**QUESTIONS ON THE MATERIAL**
[a] Reproduce the passage of the ZScaler migration post that begins at the words "Part of the" and stops after "of the company)".
[b] Answer these questions about the ZScaler migration post:
(i) What is ZPA replacing as part of the migration?
(ii) How many locations does the company have?
(iii) What is the company migrating to from its on-prem domain?
[c] How would you continue the ZScaler migration post from where it stops?
** TEXT SHOWN follows **
Being dragged into a ZScaler migration, can anyone answer a few questions about ZPA?

Hello, forgive me but our senior admin went on unexpected leave and I’m being dragged into a complex ZScaler migration.

Part of the migration is replacing our ISP managed client VPN with ZPA. Our VPN is currently allowed to access everything on the LANs at our various locations. We have a non-negotiable cutover date a few months away lol, and I need to ask some questions to make sure a few core apps don’t stop working for our remote staff (50% of the company)

My understanding is that with ZPA, anything on a LAN we might need to access needs to be registered as an application, is that correct? Even something like a SMB network share over the domain, we would need to set the IPs and ports.

Or is it possible to allow something like a wildcard, like anything on a local domain as long as the ports are specified?

We have 20 locations, and our IT staff might need to remotely connect via browser to a printer, VOIP phone, camera system, SSL to a switch, etc… which may only be connected to the App connector via a site to site tunnel, will this still be possible? I know a jump box would be ideal for this, but we’re also in the process of migrating away from our on prem domain to Intune and that’s a larger question that is out of my hands.

Last question is on the certificates. We don’t have a PKI in place, and half our devices are fully Intune. I can’t see a PKI getting in place before the migration, so how exactly do certs work, does each client device need a unique cert, or do they just need the cert from ZScaler put in their trusted CA?
** End of TEXT SHOWN **
** DATA LISTING follows **
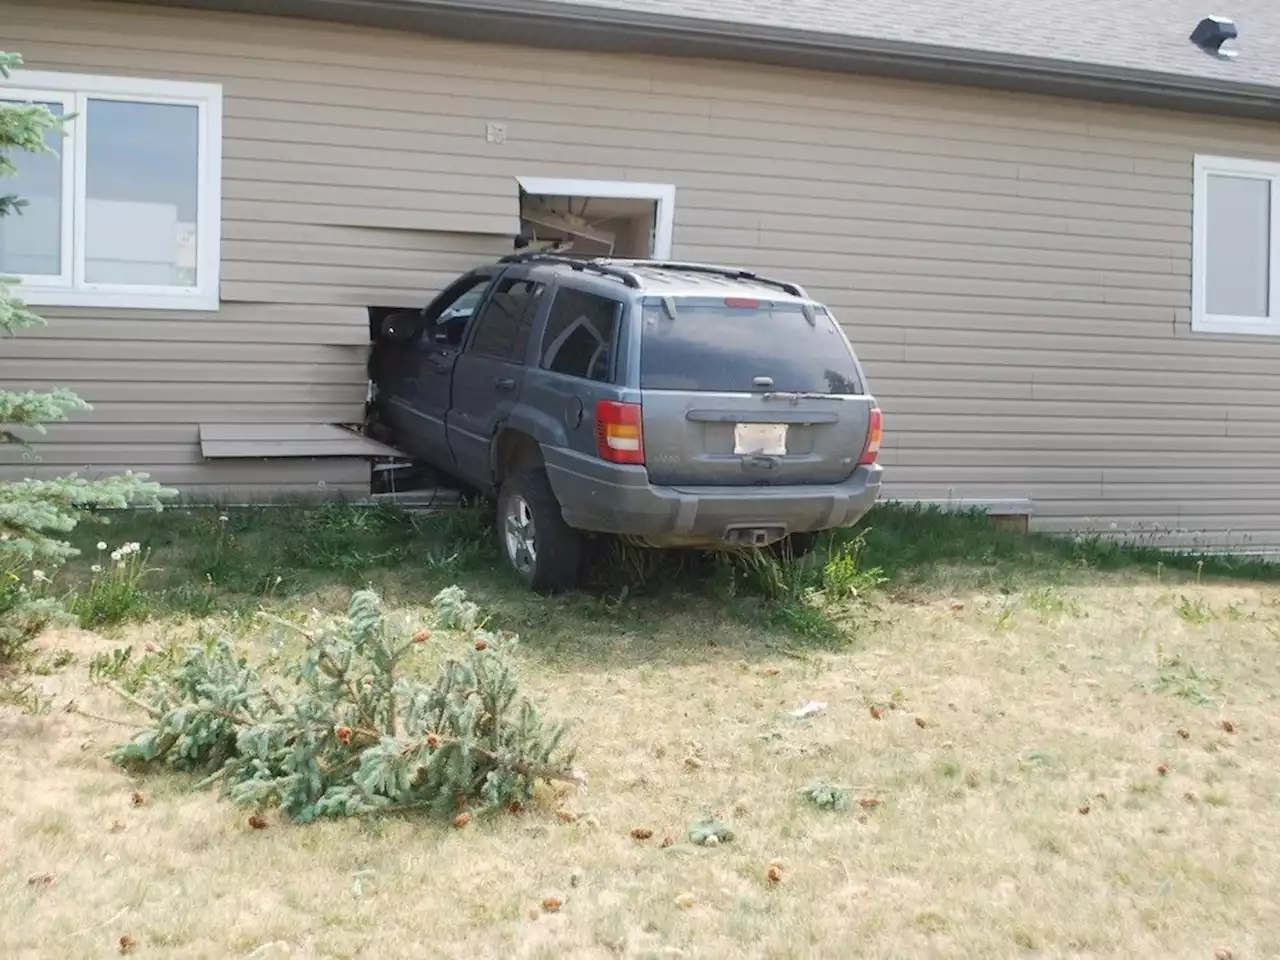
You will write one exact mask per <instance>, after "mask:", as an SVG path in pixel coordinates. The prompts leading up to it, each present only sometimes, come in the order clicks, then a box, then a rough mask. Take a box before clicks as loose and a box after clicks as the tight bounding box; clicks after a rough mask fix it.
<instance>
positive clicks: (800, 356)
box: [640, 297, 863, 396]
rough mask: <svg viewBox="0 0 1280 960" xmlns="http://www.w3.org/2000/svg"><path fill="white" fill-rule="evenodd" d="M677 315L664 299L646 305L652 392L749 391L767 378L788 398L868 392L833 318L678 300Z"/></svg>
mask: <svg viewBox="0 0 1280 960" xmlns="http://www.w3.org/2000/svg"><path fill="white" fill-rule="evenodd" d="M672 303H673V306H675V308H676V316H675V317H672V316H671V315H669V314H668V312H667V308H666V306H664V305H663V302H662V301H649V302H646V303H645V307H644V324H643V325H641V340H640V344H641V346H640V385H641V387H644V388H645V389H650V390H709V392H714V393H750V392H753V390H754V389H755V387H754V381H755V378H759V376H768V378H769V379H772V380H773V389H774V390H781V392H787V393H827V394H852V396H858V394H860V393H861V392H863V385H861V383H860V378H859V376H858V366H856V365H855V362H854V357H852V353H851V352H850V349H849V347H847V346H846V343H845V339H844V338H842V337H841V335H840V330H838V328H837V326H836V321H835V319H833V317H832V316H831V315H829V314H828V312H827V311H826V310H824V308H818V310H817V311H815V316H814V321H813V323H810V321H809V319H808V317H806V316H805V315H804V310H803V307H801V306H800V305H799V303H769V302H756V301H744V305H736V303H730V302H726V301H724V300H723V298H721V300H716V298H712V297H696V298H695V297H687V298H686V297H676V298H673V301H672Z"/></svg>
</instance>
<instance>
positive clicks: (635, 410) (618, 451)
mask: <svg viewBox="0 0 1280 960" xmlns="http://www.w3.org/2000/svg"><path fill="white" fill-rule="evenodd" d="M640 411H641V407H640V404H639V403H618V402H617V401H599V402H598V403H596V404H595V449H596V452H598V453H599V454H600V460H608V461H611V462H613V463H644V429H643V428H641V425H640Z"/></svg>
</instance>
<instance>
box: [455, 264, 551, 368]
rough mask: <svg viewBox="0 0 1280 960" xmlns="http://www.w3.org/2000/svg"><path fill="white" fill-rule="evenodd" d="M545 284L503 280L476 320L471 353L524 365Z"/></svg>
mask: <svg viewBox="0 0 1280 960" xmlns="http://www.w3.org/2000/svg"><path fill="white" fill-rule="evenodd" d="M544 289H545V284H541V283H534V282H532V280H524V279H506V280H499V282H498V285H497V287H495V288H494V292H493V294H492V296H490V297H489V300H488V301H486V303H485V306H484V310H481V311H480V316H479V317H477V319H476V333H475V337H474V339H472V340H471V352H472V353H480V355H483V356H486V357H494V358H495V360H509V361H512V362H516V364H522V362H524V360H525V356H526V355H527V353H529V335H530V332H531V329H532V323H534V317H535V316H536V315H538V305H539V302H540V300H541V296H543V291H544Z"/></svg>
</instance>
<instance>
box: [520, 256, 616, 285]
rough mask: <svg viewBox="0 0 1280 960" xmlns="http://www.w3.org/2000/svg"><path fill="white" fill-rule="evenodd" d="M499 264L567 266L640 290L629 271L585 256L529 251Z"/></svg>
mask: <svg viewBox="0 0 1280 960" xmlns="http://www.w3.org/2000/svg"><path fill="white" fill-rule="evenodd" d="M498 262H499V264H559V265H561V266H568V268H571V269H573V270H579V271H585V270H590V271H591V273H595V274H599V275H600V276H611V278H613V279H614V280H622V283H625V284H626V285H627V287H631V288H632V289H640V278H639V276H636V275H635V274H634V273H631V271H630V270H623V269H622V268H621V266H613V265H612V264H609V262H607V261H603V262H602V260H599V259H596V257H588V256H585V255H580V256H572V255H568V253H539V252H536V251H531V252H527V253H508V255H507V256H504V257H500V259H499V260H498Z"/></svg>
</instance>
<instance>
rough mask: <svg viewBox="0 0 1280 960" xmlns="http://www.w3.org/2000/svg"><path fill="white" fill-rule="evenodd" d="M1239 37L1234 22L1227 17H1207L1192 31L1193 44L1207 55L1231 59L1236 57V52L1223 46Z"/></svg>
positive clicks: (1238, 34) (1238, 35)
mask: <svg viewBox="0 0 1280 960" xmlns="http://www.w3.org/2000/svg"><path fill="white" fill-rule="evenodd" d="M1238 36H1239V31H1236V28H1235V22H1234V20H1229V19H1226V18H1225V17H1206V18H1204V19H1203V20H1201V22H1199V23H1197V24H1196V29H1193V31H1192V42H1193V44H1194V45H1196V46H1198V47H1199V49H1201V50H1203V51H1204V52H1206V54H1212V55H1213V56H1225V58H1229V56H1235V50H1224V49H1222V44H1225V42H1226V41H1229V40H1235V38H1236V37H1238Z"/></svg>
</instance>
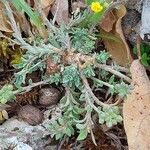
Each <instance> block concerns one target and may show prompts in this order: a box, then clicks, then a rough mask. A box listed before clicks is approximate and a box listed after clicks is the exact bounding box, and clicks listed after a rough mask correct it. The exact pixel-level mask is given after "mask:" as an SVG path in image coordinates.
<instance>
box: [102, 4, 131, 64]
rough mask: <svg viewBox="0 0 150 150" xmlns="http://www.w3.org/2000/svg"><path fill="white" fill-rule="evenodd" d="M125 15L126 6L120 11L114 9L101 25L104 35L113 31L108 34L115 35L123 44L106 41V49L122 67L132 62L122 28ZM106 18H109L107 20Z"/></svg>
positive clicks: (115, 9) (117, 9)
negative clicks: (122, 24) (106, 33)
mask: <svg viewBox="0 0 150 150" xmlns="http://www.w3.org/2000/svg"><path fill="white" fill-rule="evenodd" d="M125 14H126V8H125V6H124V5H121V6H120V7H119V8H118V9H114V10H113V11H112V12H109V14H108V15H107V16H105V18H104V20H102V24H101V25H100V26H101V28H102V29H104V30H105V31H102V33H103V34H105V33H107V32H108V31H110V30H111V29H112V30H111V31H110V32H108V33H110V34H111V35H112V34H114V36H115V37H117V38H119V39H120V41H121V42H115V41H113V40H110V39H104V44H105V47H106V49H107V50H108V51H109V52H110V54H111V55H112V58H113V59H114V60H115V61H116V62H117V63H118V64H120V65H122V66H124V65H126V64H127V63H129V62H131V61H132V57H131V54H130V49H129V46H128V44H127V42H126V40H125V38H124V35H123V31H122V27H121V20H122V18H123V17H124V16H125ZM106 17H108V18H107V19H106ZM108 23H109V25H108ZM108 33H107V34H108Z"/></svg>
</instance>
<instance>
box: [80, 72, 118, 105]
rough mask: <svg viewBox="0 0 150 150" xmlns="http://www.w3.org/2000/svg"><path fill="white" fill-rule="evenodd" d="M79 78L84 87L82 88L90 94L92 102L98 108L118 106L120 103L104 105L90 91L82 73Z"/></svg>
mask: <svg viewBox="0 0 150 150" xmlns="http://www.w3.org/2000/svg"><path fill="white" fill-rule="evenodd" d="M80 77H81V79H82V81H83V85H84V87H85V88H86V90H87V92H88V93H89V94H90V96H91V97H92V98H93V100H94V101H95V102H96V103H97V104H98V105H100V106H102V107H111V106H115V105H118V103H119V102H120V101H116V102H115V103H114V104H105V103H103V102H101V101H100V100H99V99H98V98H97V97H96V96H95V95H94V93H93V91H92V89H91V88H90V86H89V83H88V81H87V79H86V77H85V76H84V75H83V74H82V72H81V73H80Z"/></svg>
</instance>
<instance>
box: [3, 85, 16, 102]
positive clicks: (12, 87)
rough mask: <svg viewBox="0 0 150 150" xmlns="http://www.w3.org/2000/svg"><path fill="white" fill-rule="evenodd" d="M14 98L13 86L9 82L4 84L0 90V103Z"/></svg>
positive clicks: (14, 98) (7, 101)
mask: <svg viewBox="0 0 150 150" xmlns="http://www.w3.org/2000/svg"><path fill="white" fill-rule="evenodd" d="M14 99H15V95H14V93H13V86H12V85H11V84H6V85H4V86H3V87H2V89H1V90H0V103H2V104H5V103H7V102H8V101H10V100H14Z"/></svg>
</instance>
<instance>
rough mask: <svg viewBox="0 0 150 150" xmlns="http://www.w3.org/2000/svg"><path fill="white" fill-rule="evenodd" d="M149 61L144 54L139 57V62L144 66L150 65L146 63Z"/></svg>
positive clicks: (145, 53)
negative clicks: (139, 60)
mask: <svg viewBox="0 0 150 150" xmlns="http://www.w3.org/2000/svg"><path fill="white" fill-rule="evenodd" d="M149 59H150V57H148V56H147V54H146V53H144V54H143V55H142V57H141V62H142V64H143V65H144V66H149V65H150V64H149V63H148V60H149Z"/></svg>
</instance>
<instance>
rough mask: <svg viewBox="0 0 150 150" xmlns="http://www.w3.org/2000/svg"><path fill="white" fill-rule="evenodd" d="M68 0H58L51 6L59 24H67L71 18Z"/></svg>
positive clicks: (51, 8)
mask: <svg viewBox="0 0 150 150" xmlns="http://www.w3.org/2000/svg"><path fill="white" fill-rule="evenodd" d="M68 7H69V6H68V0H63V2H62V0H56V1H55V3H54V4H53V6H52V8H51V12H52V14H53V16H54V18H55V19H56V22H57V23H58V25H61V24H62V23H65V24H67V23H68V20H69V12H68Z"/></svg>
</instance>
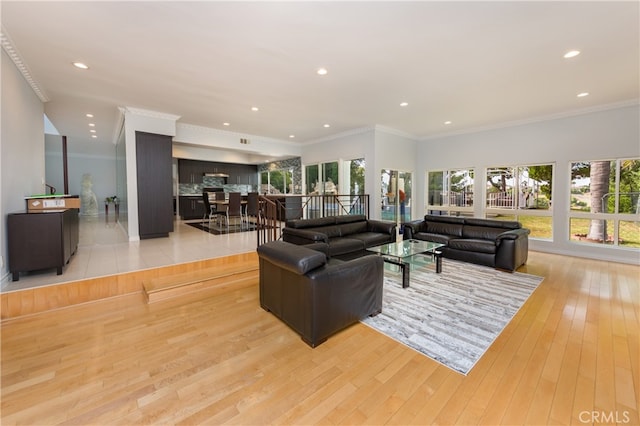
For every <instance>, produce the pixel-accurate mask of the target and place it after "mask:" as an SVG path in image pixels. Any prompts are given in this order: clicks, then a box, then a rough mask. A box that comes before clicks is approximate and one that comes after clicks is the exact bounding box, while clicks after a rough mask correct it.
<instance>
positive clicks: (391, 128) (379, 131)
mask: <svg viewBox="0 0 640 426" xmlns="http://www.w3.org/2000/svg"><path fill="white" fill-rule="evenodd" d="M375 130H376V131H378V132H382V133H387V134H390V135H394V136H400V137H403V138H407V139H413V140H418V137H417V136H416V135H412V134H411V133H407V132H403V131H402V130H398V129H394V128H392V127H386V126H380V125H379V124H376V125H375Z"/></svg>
** End of DATA LISTING **
**TASK RESPONSES**
[a]
Part of the migration is replacing our ISP managed client VPN with ZPA. Our VPN is currently allowed to access everything on the LANs at our various locations. We have a non-negotiable cutover date a few months away lol, and I need to ask some questions to make sure a few core apps don’t stop working for our remote staff (50% of the company)

[b]
(i) The ISP managed client VPN.
(ii) 20.
(iii) Intune.

[c]
My 2 cents as a Zscaler Employee…

Yes, you can create a wildcard to start with, usually this is the best thing to do, as most organizations dont have total control over their network.
Wildcards help you see what the users are actually using, and after some while you can leverage AI/ML to get suggested polices to tighten down access.

You can connect to devices etc using this method, but they have to be defined in DNS in some way, as the AppConnectors are doing local-dns lookups where they are running.
If not, you can specifiy IPs, but then a lot of the “magic” of ZPA is gone.

Certificates for applications is handled directly between the user and the app, ZPA is only setting up the connections. For other certificates, that is provided by Zscaler if you want, but you can bring your own Certificate if needed.

You are correct in that all internal applications will need to be defined in a ZPA App Segment as a FQDN, IP address, subnet in CIDR notation or a wildcard domain. Each segment will also need specific TCP and UDP ports defined. After the segments are defined they will need to be mapped yo specific. ZPA Access Policies to allow/deny connections based on specific criteria (if required).

More info on this can be found here:

Legacy VoIP solutions should be bypassed from ZPA since they usually require devices to actually be on the internal network to work properly.

As for your PKI question. ZPA does not do any in-line SSL/TLS inspection so you do not need to install the Zscaler root certificate on client devices. You’ll be able to use the Zscaler generated enrollment certificates to deploy and enroll your app connectors. Hope that helps!

Yes, everything is an application.

Yes, Wildcards are possible.

Dont think about everything as IP address. If you have example.org for your fileshare, then configure example.org as application instead of the IP address.

Yes, Site2Site Connections will still work.

PKI is not required. If you use traffic inspection, you have to rollout the Zscaler root certificate to all clients

Most people have a “discovery segment” configured for their initial migration, which makes ZPA work nearly identical to a VPN.

This will be configured like *.internal.domain.tld where internal.domain.tld will be the internal fqdn of your domain. Alternatively, you could also do an IP discovery segment like 10[.]0.0.0/8. Then, routinely, you’ll see what ZPA is picking up and being accessed by the discovery segment, and move it into an appropriate application segment, complete with the appropriate policy.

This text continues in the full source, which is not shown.